• _INSTRUCTIONS TO FOLLOW_
Write out word for word the part of the article on the Olympic marathon swim that opens with the words containing "Fabian finished fifth" and closes with "they consulted with.".
=== EXERCISE TEXT ===
Open Water Swimmers Bettina Fabian, Leonie Beck Recovering after Olympic Marathon
Swimmers Bettina Fabian of Hungary and Leonie Beck of Germany posted to social media about ill effects from the Olympic marathon swim in Paris’ River Seine.
Beck posted to her Instagram stories that she had “vomited 9 times yesterday + diarrhea” after taking part in Thursday’s 10-kilometer swim at the Olympics. In an update Sunday morning, she thanked followers for their well wishes and said she was “feeling already way better.”
The German swimming federation reported that both Beck and Leonie Martens were suffering symptoms, as well as an unnamed male swimmer.
Fabian posted a photo of herself getting intravenous fluids, her bib number of “23” still visible on the back of her left hand. She posted the caption, “Show or athlete’s safety…?”
Fabian finished fifth in the race, 42.7 seconds behind winner Sharon van Rouwendaal and 34 seconds off the podium. Beck was ninth.
The marathon swims for men and women, as well as the swimming portion of the triathlon, went ahead in the Seine despite concerns leading into the Games over water quality. Despite canceled tests events and a postponement of the triathlon by a day, all four swims in the Seine went off more or less as planned, with levels of bacteria (especially E. coli) within allowable safety limits as determined by World Aquatics, the Paris 2024 Organizing Committees and health organizations that they consulted with.
Fabian’s and Beck’s experience is not uniform. A number of female swimmers have posted about post-Olympic celebrations in France and abroad, while Australian Chelsea Gubecka, who finished 14th in the race, posted a screenshot of E. coli test levels in the Senie with the message that they were, “within Australian standards! Very good.” as a way of assuaging the concerns she’d gotten.
At the other end of the spectrum, bronze medalist Ginerva Taddeucci of Italy posted a meme clip from the 2006 movie, Pirates of the Caribbean: Dead Man’s Chest, in which the character of Davy Jones asks captured sailors if they fear death. She captioned it with, “the organizers of the 10-km in the Seine to the athletes.”
=== DATA FOR REVIEW ===
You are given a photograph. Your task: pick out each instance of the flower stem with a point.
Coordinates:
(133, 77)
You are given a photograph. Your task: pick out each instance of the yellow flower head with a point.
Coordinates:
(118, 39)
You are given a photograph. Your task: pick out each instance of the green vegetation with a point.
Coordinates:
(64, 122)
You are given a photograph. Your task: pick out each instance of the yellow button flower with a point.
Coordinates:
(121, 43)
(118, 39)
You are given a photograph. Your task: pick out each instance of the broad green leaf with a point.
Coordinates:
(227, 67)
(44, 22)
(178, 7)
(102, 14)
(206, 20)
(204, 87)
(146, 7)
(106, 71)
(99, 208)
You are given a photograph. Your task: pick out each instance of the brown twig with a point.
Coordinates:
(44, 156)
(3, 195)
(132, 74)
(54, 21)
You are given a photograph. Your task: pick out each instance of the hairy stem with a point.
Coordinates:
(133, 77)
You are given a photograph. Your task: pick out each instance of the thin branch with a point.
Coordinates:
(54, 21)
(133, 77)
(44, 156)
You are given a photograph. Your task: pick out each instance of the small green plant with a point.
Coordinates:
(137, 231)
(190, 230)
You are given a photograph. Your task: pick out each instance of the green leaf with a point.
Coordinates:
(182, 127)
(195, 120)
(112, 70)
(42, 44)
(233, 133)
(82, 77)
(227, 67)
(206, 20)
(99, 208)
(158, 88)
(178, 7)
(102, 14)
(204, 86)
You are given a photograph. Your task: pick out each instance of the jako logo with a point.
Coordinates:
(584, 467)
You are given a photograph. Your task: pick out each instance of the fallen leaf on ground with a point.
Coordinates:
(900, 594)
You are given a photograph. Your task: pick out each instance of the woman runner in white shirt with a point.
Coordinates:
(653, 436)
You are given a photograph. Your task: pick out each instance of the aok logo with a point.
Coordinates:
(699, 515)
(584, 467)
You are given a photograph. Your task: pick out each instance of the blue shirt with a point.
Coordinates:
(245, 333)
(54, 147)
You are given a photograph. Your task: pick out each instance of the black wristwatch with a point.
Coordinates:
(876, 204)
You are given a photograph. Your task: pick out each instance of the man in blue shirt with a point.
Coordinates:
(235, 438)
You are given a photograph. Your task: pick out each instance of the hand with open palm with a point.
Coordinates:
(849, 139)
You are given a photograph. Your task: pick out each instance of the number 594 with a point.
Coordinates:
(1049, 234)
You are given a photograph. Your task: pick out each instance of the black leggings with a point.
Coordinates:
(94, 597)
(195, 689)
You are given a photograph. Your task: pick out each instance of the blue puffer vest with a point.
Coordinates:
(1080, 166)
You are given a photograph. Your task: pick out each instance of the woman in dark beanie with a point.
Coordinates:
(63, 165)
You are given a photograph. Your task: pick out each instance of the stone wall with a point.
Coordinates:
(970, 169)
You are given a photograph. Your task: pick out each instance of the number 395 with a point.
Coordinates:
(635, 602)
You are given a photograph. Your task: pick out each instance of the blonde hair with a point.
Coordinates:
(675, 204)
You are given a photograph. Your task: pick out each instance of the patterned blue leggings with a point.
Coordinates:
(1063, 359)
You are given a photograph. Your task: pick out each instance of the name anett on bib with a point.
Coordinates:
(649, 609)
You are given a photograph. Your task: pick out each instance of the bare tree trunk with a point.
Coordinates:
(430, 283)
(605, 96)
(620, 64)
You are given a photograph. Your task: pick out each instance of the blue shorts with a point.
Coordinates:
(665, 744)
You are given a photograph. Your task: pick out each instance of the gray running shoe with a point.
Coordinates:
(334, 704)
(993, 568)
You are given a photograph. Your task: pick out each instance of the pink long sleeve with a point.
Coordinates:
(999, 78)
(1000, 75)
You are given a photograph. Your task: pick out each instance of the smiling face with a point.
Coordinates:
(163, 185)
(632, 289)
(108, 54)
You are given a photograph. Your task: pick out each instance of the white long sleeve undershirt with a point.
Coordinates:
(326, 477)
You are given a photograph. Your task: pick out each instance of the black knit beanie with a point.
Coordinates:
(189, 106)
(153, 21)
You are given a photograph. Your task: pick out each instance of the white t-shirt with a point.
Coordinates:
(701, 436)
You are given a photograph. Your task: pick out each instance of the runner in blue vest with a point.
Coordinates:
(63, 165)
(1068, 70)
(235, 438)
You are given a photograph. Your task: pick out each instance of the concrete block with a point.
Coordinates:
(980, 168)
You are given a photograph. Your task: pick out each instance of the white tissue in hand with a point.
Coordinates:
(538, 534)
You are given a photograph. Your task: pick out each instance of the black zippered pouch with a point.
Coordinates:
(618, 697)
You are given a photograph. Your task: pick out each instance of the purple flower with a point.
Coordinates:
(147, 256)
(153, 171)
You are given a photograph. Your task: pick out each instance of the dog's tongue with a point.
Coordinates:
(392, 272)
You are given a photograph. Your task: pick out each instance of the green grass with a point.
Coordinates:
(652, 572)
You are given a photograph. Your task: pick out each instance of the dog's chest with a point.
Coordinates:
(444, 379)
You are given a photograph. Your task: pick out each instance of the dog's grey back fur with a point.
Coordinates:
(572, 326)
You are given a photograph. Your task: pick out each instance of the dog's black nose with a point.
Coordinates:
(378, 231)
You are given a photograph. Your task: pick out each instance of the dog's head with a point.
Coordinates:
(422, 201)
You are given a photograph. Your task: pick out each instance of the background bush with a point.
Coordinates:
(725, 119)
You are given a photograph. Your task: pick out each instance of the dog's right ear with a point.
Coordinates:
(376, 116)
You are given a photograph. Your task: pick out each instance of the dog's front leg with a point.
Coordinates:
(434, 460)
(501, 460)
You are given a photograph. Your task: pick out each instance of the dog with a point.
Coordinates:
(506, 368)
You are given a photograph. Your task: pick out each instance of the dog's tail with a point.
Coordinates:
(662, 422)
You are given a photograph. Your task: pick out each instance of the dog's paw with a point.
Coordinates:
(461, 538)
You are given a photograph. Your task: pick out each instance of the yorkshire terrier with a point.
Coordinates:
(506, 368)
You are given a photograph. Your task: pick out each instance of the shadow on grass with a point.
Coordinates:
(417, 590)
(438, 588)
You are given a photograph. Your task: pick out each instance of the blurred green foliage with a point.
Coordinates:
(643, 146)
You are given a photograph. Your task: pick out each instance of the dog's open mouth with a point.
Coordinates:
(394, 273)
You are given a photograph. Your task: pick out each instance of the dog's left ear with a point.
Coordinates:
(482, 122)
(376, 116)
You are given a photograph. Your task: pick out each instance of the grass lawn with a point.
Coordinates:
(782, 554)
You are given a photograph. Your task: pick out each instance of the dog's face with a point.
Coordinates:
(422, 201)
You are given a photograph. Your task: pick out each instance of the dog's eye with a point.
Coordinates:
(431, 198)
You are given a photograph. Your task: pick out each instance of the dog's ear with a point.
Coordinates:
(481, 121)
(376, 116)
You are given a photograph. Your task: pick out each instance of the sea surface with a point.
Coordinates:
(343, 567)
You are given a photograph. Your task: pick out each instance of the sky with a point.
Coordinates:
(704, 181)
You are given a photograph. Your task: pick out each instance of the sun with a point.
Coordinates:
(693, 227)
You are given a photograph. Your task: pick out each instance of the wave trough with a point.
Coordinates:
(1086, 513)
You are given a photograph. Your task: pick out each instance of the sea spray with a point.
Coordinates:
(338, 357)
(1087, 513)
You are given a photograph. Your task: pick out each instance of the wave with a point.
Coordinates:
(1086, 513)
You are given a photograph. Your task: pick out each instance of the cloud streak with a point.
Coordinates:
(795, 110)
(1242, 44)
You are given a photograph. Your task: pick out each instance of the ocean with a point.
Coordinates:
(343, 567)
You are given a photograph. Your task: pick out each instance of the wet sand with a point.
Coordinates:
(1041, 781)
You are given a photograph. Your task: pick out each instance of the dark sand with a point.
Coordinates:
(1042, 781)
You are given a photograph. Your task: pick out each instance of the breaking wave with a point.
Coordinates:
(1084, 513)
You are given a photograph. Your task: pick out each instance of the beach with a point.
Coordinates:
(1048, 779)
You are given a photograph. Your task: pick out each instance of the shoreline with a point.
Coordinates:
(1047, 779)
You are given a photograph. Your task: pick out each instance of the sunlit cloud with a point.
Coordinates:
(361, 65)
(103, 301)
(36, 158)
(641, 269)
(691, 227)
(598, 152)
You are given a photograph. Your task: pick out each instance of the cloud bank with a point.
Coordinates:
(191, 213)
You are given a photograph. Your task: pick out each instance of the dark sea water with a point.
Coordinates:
===
• _SOLUTION TO THIS PROBLEM_
Fabian finished fifth in the race, 42.7 seconds behind winner Sharon van Rouwendaal and 34 seconds off the podium. Beck was ninth.
The marathon swims for men and women, as well as the swimming portion of the triathlon, went ahead in the Seine despite concerns leading into the Games over water quality. Despite canceled tests events and a postponement of the triathlon by a day, all four swims in the Seine went off more or less as planned, with levels of bacteria (especially E. coli) within allowable safety limits as determined by World Aquatics, the Paris 2024 Organizing Committees and health organizations that they consulted with.